• Request 1
Collect every line of the entries below that contains the word "white", matching case exactly.

# Ziggy Stardust :)



## Vikkineal (Jan 4, 2013)

12 weeks...










14 weeks...



















18 weeks...










5 months...










6 months..










7 months...










8 months...


----------



## we love bsh's (Mar 28, 2011)

Hes lovely wheres he from?


----------



## catcoonz (Aug 4, 2012)

What a stunning kitten and i adore the name Ziggy Stardust, thats perfect.


----------



## Vikkineal (Jan 4, 2013)

Thank you, I think so too (I'm bordering on being obsessed with him I think!)

We got him from a lady in Chesterfield - she's not a registered breeder, so he hasn't got papers but we never wanted a 'show cat' anyhow. I just love the breed!


----------



## we love bsh's (Mar 28, 2011)

Vikkineal said:


> Thank you, I think so too (I'm bordering on being obsessed with him I think!)
> 
> We got him from a lady in Chesterfield - she's not a registered breeder, so he hasn't got papers but we never wanted a 'show cat' anyhow. I just love the breed!


He is gorgeous looking lad real shame hes not registered though as it doesnt cost much to register them it could mean she is breeding from cats that were never meant to breed for one reason or another.

Chesterfields not too far from me.

Hes a lovely boy though.


----------



## Vikkineal (Jan 4, 2013)

we love bsh's said:


> Hes lovely wheres he from?


I've just looked at your website and your cats are gorgeous!


----------



## Vikkineal (Jan 4, 2013)

we love bsh's said:


> He is gorgeous looking lad real shame hes not registered though as it doesnt cost much to register them it could mean she is breeding from cats that were never meant to breed for one reason or another.
> 
> Chesterfields not too far from me.
> 
> Hes a lovely boy though.


She only had the one girl who lived with her at home. I guess 'breeder' isn't the right term as she didn't have multiple litters - just this set. She was planning on keeping Ziggy (then known as Muffin) but his mum didn't like him being around.


----------



## we love bsh's (Mar 28, 2011)

s is my cream point as a kitten .


----------



## we love bsh's (Mar 28, 2011)

Vikkineal said:


> I've just looked at your website and your cats are gorgeous!


Arrh thankyou,last year i was letting resistered kittens go for £250 i bet you paid more than that for little ziggy.


----------



## Vikkineal (Jan 4, 2013)

we love bsh's said:


> Arrh thankyou,last year i was letting resistered kittens go for £250 i bet you paid more than that for little ziggy.

• Information provided
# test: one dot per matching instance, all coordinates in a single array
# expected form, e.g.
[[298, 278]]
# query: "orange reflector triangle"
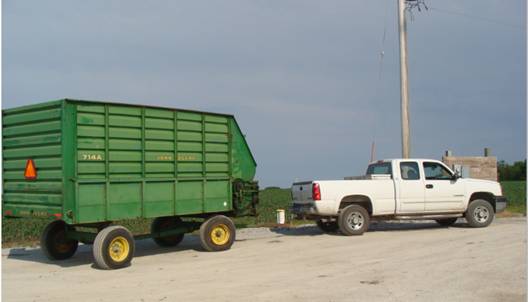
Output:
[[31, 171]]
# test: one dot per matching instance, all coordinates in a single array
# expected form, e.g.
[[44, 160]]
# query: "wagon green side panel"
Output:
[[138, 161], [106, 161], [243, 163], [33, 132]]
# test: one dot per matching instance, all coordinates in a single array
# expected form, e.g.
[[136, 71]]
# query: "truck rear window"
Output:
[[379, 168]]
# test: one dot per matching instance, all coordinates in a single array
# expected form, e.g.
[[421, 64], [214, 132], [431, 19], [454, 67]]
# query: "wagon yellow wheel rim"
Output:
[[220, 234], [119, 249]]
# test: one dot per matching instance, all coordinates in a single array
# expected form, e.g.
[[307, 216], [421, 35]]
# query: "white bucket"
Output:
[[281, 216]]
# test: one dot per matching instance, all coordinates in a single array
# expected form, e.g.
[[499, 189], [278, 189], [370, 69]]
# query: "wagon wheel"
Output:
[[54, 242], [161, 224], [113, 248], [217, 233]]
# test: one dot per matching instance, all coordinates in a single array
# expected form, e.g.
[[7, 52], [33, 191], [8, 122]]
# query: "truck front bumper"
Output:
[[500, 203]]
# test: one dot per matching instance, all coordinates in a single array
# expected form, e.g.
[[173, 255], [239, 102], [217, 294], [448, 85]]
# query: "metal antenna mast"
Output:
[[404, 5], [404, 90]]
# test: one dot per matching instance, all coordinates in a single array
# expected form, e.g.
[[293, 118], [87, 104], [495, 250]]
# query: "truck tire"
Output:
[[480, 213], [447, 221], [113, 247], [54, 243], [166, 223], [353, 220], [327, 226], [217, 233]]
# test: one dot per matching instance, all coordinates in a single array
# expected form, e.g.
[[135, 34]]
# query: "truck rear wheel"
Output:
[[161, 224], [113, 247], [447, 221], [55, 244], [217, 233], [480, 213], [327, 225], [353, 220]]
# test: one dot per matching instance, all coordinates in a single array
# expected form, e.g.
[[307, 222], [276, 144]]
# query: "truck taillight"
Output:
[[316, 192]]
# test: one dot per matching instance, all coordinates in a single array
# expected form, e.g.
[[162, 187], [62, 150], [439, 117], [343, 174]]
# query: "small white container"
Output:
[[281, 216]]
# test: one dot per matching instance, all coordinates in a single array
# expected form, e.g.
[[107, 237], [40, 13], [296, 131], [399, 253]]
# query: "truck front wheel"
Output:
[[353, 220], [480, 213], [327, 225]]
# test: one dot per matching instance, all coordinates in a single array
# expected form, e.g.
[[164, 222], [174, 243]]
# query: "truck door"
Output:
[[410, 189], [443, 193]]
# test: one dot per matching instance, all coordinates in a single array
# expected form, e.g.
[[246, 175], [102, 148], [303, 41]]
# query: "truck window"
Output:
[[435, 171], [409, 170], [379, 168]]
...
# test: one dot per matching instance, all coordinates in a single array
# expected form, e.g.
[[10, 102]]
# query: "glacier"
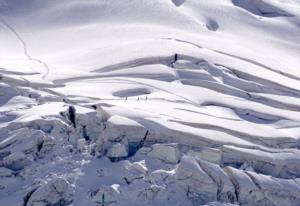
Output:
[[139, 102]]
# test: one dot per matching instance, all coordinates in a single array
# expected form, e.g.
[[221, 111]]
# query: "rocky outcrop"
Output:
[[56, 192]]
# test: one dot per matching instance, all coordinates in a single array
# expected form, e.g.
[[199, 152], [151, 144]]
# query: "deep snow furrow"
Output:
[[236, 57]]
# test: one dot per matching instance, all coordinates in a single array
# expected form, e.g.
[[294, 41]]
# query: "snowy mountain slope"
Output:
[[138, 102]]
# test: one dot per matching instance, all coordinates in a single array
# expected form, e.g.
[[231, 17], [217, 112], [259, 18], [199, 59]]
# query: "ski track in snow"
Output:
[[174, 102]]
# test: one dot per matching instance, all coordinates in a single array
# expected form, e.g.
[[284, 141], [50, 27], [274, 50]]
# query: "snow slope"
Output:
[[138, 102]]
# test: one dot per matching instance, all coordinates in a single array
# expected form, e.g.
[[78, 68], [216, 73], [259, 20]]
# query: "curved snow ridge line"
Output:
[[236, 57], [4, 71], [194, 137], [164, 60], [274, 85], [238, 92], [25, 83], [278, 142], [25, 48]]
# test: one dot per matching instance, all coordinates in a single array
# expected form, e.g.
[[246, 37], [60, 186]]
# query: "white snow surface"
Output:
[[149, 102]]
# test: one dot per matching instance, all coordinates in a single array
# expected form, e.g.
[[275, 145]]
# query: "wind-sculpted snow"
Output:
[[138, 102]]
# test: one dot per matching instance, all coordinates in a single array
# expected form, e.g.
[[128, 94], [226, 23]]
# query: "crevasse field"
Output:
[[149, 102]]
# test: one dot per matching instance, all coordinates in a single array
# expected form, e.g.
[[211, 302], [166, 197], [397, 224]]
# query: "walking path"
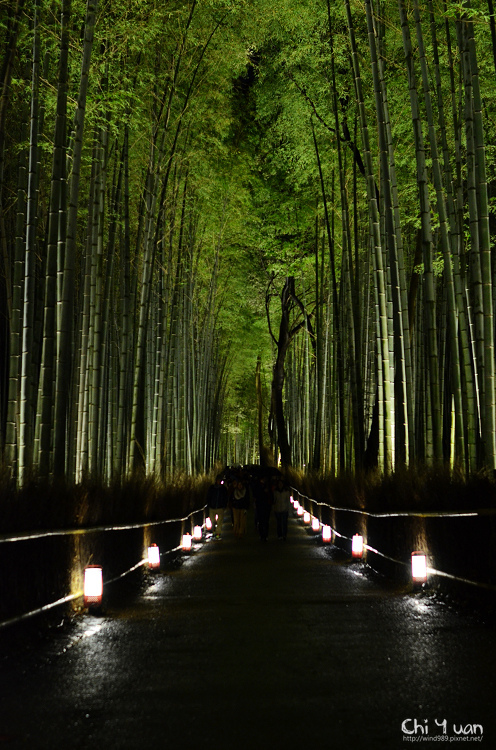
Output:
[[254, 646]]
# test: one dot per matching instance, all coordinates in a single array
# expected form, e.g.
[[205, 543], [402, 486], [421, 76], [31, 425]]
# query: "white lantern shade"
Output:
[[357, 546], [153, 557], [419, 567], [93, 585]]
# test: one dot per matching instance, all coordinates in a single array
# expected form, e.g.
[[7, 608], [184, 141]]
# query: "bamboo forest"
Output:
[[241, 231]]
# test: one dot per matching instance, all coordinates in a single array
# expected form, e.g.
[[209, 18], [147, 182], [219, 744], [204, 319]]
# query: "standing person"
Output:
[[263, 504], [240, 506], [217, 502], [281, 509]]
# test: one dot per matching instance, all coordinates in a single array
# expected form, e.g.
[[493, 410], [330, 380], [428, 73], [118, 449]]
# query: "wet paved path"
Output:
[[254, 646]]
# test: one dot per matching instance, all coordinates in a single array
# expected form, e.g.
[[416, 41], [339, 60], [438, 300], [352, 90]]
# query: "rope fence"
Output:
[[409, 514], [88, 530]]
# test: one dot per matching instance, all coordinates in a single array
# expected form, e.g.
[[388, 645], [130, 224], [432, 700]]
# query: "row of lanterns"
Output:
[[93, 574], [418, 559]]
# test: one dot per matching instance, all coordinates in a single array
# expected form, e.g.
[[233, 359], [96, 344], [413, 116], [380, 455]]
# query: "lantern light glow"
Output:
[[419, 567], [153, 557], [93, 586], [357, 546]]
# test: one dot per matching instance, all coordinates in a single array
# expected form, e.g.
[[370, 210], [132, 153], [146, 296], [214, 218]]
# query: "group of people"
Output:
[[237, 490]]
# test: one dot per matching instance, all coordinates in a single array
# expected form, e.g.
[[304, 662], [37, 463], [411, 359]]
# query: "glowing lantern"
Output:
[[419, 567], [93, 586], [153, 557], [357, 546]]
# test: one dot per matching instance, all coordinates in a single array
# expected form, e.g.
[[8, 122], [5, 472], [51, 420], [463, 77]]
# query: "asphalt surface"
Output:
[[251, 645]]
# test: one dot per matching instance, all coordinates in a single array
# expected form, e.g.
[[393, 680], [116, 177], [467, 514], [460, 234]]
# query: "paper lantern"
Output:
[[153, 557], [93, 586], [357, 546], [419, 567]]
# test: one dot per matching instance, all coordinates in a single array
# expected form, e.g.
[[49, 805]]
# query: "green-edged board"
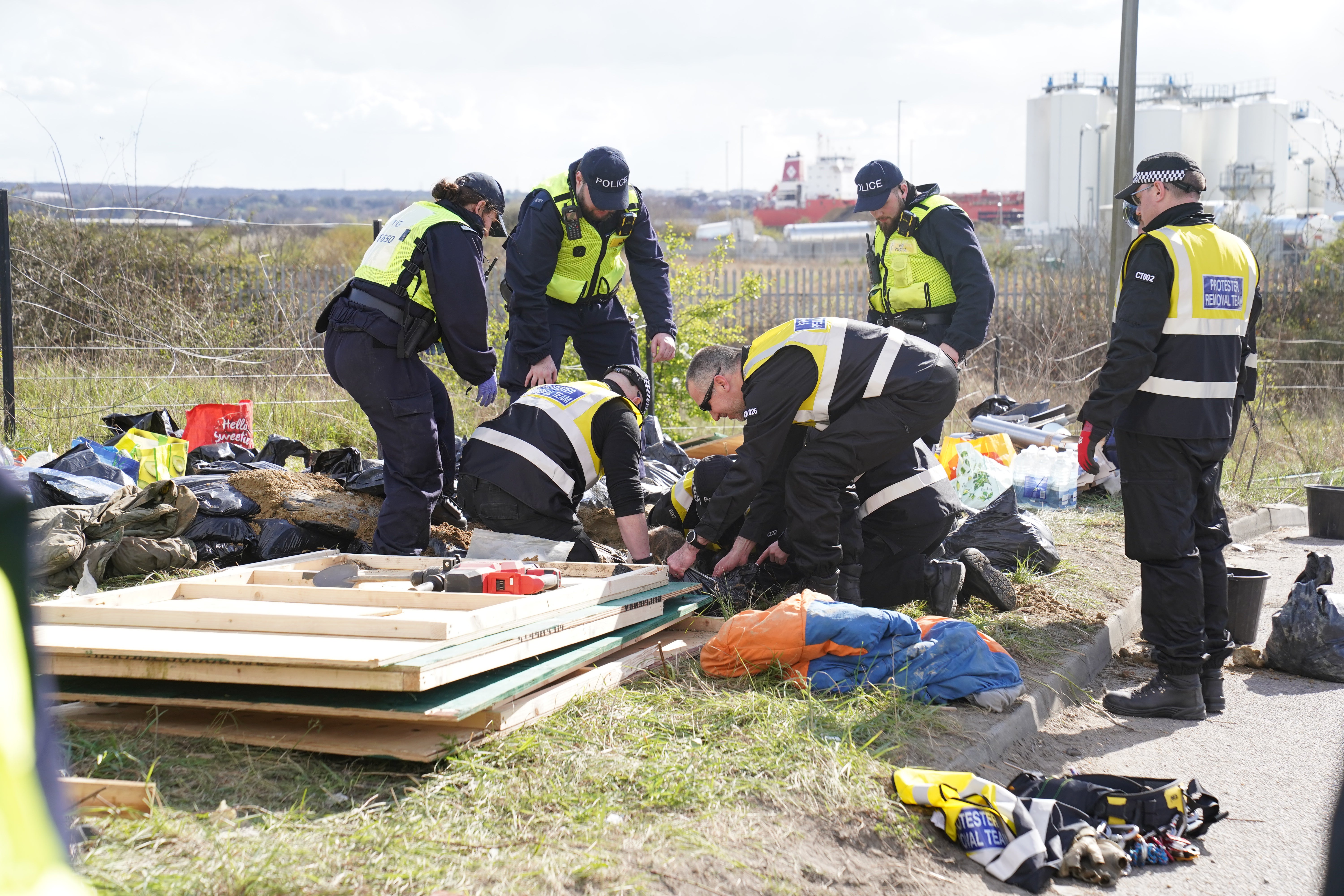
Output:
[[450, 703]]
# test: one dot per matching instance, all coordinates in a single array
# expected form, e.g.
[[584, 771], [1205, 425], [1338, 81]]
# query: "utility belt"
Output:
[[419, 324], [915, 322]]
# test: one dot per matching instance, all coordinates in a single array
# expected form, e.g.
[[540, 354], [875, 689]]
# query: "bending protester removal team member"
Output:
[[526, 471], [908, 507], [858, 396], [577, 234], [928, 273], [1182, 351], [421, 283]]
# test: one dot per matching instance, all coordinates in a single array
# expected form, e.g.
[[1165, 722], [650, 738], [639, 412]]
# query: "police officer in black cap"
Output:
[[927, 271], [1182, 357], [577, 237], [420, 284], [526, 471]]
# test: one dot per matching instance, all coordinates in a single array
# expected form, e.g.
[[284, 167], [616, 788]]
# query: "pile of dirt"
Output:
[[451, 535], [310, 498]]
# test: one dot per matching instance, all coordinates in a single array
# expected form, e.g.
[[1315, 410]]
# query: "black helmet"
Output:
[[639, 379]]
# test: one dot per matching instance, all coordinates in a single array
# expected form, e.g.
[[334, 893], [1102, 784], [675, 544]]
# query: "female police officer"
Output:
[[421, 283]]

• Request 2
Set down the passage of the Ziggy Stardust thread above that begins at the words "She only had" and stops after "as a kitten .", copied word for word.

• Complete answer 1
# query: "white bucket"
# query: "small white container"
# query: "white snow surface"
# query: "white lantern shade"

• Complete answer 2
She only had the one girl who lived with her at home. I guess 'breeder' isn't the right term as she didn't have multiple litters - just this set. She was planning on keeping Ziggy (then known as Muffin) but his mum didn't like him being around.


----------



## we love bsh's (Mar 28, 2011)

s is my cream point as a kitten .